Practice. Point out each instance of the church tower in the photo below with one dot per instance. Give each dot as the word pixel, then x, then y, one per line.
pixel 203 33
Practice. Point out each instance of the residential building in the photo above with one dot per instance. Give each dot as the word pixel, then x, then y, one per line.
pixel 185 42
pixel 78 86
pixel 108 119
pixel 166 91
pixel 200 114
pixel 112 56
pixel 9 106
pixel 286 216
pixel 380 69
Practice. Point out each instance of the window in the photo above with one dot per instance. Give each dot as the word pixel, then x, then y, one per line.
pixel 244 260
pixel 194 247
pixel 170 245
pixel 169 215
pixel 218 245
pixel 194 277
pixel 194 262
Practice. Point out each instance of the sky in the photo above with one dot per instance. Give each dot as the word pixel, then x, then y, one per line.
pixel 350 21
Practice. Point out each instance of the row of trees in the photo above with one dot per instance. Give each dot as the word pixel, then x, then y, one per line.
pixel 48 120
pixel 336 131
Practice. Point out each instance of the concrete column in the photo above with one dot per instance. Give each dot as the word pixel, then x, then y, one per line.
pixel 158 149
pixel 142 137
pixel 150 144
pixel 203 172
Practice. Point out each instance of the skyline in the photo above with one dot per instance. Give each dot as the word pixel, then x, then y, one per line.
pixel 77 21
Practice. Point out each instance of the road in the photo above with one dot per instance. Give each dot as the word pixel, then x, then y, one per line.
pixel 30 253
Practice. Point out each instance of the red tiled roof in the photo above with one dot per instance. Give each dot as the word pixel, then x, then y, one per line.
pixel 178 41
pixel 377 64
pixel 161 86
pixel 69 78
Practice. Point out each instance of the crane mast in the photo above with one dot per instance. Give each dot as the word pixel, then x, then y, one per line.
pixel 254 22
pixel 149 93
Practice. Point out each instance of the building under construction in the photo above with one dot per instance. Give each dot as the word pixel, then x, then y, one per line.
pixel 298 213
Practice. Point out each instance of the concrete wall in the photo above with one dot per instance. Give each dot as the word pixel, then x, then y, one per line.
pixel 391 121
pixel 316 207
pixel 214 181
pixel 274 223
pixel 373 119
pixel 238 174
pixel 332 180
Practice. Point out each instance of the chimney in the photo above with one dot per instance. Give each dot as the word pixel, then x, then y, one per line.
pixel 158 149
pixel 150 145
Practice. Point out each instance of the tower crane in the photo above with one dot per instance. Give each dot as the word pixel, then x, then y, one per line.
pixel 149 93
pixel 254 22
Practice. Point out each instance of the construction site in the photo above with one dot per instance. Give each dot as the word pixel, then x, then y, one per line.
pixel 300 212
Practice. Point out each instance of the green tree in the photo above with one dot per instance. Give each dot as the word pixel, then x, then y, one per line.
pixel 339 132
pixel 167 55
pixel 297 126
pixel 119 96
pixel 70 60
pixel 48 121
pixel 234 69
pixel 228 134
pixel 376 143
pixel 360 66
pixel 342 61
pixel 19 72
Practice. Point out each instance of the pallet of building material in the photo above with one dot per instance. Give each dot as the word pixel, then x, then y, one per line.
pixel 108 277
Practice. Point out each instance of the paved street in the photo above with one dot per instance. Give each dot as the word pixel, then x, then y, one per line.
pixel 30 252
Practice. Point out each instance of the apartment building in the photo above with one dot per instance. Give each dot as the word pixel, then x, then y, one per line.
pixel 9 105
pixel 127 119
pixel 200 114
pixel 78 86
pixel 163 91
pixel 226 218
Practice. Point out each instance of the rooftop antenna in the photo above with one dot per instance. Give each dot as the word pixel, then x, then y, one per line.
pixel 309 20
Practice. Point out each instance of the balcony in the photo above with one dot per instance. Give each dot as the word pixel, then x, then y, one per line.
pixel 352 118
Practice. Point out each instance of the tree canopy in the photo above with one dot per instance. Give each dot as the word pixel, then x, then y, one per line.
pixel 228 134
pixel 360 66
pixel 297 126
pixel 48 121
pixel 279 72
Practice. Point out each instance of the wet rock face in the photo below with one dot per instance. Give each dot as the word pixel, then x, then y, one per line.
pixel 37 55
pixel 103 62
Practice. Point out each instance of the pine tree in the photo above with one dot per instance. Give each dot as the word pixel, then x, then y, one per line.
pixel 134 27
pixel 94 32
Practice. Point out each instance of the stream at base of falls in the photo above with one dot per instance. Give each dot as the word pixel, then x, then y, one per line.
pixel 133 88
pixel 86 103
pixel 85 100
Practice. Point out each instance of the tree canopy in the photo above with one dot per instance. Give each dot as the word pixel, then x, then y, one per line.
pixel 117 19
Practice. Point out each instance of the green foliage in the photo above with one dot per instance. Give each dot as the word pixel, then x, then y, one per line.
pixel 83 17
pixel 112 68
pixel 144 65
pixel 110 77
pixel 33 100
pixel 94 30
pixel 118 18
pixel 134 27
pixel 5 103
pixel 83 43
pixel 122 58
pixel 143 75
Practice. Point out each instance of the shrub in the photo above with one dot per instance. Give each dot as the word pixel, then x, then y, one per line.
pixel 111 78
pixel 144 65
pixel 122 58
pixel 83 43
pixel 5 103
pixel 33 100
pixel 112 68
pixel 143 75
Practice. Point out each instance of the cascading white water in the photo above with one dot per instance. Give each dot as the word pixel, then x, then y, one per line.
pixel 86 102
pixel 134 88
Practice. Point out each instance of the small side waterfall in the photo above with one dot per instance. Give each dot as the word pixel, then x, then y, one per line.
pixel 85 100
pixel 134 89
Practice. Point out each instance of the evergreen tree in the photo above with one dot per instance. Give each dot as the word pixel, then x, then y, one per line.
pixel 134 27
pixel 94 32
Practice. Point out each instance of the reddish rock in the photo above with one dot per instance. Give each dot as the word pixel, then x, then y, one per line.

☆ ☆ ☆ ☆ ☆ ☆ ☆

● What the task asks
Reproduce the data above in full. Leave nothing out.

● Solution
Practice. Point out each instance of the church tower in the photo below with one dot per instance. Give each dot as the word pixel, then x, then y, one per line.
pixel 203 33
Practice. Point out each instance of the residential building in the photo above with one dot per instance. Give each dot as the word pixel, then x, then y, one per line.
pixel 185 42
pixel 78 86
pixel 108 119
pixel 166 91
pixel 200 114
pixel 112 56
pixel 9 106
pixel 286 216
pixel 380 69
Practice. Point out each instance of the window in the photo above with one dot per instance. Give each dot as the word pixel, then x, then y, one per line.
pixel 244 260
pixel 194 247
pixel 170 245
pixel 169 215
pixel 218 245
pixel 194 277
pixel 194 262
Practice. Point out each instance of the sky in the photo above with one dot per instance. Give each dot as the word pixel, then x, then y, one per line.
pixel 350 21
Practice. Point out each instance of the row of trees in the photo above with one dot per instance. Give each dot as the word pixel, then x, then y, one per line.
pixel 48 120
pixel 336 131
Practice. Point out each instance of the concrete column in the photo above with one dot per instance. Give each dot as the word pixel, then x, then y, one per line.
pixel 158 149
pixel 142 137
pixel 150 144
pixel 203 172
Practice. Point out each instance of the skyline in the photo above with one dot per instance. Give each dot as the word pixel, then x, then y, one per line.
pixel 77 21
Practice. Point out each instance of the road in the photo above with one dot per instance. Give each dot as the word pixel, then x, then y, one per line.
pixel 30 253
Practice. Point out each instance of the red tiled roof in the photo above with one dot per instance. Give each dot as the word pixel, then x, then y, one per line.
pixel 178 41
pixel 377 64
pixel 161 86
pixel 69 78
Practice. Point out each instance of the crane mast in the photo above with one dot per instance. Give each dot as the word pixel, then x, then y, one per line.
pixel 254 22
pixel 149 93
Practice. Point out each instance of the building under construction in the photo above with one dot per instance. Give each dot as the word pixel, then x, then y, one per line.
pixel 298 213
Practice. Point out each instance of the concrete wall in the photo above with one dot per instance. Give each dot as the word pixel, then x, then y, one per line.
pixel 391 121
pixel 316 207
pixel 214 181
pixel 274 223
pixel 373 119
pixel 238 174
pixel 332 180
Practice. Point out each instance of the chimney in the photo above with one dot per instance. Give each dot as the word pixel, then x, then y, one per line.
pixel 158 149
pixel 150 145
Practice. Point out each instance of the tower crane in the photo above with one dot per instance. Give each dot as the word pixel, then x, then y, one per line.
pixel 149 93
pixel 254 22
Practice. Point out each instance of the construction site in the photo above with one dot per instance. Give each dot as the word pixel, then x, then y, one per line.
pixel 300 212
Practice. Point out each instance of the green tree in the photo above with one dot per instance. Give each dot as the word pixel, then x, then y, one per line.
pixel 339 132
pixel 167 55
pixel 297 126
pixel 119 96
pixel 70 60
pixel 48 121
pixel 234 69
pixel 228 134
pixel 376 143
pixel 360 66
pixel 342 61
pixel 19 72
Practice. Point out each instance of the pallet of building material in the photo above with one dot per instance. Give each dot as the word pixel, then x, then y, one per line.
pixel 108 277
Practice. Point out each instance of the paved street in the photo above with one dot per instance. Give each dot as the word pixel, then x, then y, one per line.
pixel 30 252
Practice. Point out each instance of the apartment building in the photo above with one dot per instance. Give each dot as the word pixel, then x, then y, one per line.
pixel 9 105
pixel 127 119
pixel 200 114
pixel 78 86
pixel 163 91
pixel 226 218
Practice. Point out each instance of the rooftop antenna in the photo above with one dot per instance. Give each dot as the word pixel, then x, then y, one per line.
pixel 309 20
Practice. Point out each instance of the balcony in the photo above with one dot per instance. Give each dot as the word pixel, then x, then y, one per line.
pixel 352 118
Practice. Point out each instance of the tree canopy in the photo above with one dot per instance. Give each dot as the word pixel, then x, then y, one per line.
pixel 228 134
pixel 360 66
pixel 297 126
pixel 48 121
pixel 279 72
Practice. Point out each instance of the wet rock face in the photo below with one dot per instance. Give each dot as the word pixel, then x, then y, one per line.
pixel 37 55
pixel 103 62
Practice. Point out each instance of the pine tree in the photo above with one dot per instance. Give each dot as the word pixel, then x, then y, one per line.
pixel 134 27
pixel 94 32
Practice. Point out each instance of the stream at base of falls in the photo above with one dot per instance. Give each dot as the word pixel, then x, then y, one per line.
pixel 133 88
pixel 86 103
pixel 85 100
Practice. Point out each instance of the tree canopy in the photo above with one dot per instance. Give each dot as the word pixel, then x, then y, one per line.
pixel 117 19
Practice. Point out each instance of the green foliage in the photo above with one dot per instance. Give each dot as the word pixel, then x, then y, one per line.
pixel 83 17
pixel 112 68
pixel 144 65
pixel 110 77
pixel 33 100
pixel 94 30
pixel 118 18
pixel 134 27
pixel 5 103
pixel 83 43
pixel 122 58
pixel 143 75
Practice. Point out each instance of the shrub in the photo above with one dot per instance. Give each dot as the word pixel, then x, then y, one per line.
pixel 111 78
pixel 144 65
pixel 122 58
pixel 83 43
pixel 5 103
pixel 33 100
pixel 112 68
pixel 143 75
Practice. Point out each instance of the cascading white water in the photo above with one dot per instance. Give each dot as the word pixel, then x, then y, one per line.
pixel 86 102
pixel 134 88
Practice. Point out each instance of the small side waterfall in the photo above with one dot per instance. Give each dot as the word pixel, then x, then y, one per line.
pixel 85 100
pixel 134 89
Practice. Point out each instance of the evergreen tree in the photo above with one dot per instance. Give each dot as the word pixel, then x, then y, one per line.
pixel 134 27
pixel 94 32
Practice. Point out each instance of the reddish rock in the photo above with one dot per instance. Give each dot as the word pixel, then x, then y, one per line.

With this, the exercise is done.